## Begin Given text
The grant is a joint effort between TMCC, Great Basin Community College, Western Nevada Community College, and College of Southern Nevada. At the end of the semester, students from each college who are participating in the program will share their findings with each other and discuss their research on the different projects.
Stories in the Snow: Citizen Science
The Stories in the Snow project will be a collection of data from snowfall in the Lake Tahoe/Truckee Basin region of the Sierra Nevada. This project engages the community as “citizen scientists” in real data collection and research, and is a partnership with the Desert Research Institute (DRI).
Nicholas Kimutis has been working with the DRI this semester to collect and analyze the data contributed by citizen scientists.
“We went into middle and high school classrooms in Northern Nevada, taught students about snow crystals and provided them with snow capture kits,” said Kimutis. “Whenever it snowed, students were encouraged to go outside, capture ice crystals, then take photos of the crystals.”
Citizen scientists only need a “Stories in the Snow” kit with a macro lens and snow crystal card, which can be obtained at the Stories in the Snow website, and a smartphone to download the app and take photos of snowflakes. The data is then used for avalanche forecasting, the validation of weather models and the cloud seeding program.
Kimutis has also been working on a project about fire and the effects it can have on a region. Kimutis will present this project, Red Flag Warning and Fire Weather Watch Criteria, at the Community College Undergraduate Research Initiative (CCURI) conference in Glendale, AZ in late November.
In the coming months, Kimutis will also be bringing the Stories in the Snow project to a new audience.
“The scholarship is important to me because it will allow for the expansion of Stories in the Snow to the Civil Air Patrol’s Reno Composite Squadron,” Kimutis continued. “Over the coming winter, we will teach the Cadets about ice crystal formation and provide the Squadron with Snow Capture Kits.”
Truckee River Milkweed
The milkweed plant population in Reno is found on the Truckee River corridor, and is an important food source for Monarch caterpillars. During the summer, students collected milkweed seed pods to analyze.
## End Given text
Please answer these from the text on the student research grant above:
(a) Which organization is the Stories in the Snow project a partnership with?
(b) What three uses does the snow data serve?
(c) Where in Reno is the milkweed population found?
## Begin Given records
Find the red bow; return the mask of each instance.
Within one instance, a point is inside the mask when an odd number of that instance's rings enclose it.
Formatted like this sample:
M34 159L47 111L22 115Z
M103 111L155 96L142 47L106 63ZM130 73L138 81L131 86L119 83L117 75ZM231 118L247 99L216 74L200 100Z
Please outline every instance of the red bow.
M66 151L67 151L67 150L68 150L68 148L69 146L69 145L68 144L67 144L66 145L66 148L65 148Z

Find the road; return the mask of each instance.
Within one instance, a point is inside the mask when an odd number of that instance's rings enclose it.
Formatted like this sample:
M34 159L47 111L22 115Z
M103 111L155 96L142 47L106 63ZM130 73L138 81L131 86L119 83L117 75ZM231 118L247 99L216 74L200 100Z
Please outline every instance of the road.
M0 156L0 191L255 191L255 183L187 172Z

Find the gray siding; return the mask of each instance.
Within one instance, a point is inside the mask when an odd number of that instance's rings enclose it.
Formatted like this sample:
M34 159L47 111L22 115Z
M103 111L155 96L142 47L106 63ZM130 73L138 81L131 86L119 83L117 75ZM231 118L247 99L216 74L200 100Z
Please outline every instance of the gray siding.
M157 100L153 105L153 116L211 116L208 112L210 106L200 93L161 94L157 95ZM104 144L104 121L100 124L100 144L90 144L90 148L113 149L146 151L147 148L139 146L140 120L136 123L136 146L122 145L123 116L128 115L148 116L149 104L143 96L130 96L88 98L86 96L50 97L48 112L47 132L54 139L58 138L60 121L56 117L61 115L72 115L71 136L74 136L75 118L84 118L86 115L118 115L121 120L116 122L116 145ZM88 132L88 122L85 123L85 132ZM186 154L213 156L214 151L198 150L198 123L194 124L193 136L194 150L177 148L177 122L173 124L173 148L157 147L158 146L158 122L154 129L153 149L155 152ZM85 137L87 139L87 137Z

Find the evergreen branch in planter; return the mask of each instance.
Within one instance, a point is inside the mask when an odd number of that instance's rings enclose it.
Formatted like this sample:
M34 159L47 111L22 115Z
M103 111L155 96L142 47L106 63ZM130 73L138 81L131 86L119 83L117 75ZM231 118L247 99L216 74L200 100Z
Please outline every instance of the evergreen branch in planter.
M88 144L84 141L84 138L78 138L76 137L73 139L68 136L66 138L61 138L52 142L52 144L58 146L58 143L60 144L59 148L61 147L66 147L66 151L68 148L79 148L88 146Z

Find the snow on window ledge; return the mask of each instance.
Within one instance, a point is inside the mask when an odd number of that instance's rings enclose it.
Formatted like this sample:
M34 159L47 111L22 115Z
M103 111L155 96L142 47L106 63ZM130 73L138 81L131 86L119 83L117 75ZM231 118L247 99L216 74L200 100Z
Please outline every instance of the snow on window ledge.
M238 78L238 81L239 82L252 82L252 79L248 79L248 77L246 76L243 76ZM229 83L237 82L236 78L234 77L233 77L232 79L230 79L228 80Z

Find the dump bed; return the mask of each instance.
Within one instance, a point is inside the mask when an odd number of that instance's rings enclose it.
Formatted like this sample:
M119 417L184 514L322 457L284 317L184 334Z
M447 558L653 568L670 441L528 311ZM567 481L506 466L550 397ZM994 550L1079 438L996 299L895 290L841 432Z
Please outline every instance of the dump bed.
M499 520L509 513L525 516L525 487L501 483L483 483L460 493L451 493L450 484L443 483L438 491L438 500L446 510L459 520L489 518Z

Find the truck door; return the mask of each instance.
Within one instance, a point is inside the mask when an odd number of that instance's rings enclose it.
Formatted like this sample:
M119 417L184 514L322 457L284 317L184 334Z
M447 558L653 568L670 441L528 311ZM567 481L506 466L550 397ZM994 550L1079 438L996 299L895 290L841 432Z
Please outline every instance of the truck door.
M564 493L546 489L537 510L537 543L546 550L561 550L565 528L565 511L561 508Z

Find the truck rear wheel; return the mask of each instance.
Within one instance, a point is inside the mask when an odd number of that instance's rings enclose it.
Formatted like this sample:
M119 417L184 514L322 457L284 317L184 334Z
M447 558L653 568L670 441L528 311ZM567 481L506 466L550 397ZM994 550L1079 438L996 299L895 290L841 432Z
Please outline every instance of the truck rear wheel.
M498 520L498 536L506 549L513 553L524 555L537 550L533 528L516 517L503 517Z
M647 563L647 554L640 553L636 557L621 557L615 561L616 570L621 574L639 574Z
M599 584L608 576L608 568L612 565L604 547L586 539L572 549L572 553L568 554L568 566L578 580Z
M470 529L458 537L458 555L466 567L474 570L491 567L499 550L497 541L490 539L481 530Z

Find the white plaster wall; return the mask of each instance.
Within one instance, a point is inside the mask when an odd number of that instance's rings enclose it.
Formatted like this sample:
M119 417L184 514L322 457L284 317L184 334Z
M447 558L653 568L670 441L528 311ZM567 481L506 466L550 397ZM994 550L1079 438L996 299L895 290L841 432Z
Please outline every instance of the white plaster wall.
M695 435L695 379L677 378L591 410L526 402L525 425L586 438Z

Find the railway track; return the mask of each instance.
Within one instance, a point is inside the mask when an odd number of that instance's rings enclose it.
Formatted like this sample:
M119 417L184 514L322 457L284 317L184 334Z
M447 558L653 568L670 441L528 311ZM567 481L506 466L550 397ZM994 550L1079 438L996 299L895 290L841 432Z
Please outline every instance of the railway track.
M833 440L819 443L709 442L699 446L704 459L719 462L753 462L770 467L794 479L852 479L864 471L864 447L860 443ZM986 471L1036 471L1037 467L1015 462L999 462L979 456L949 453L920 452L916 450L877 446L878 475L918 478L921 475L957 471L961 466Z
## End Given records
* _Output of the exercise_
(a) The Desert Research Institute (DRI).
(b) Avalanche forecasting, the validation of weather models and the cloud seeding program.
(c) On the Truckee River corridor.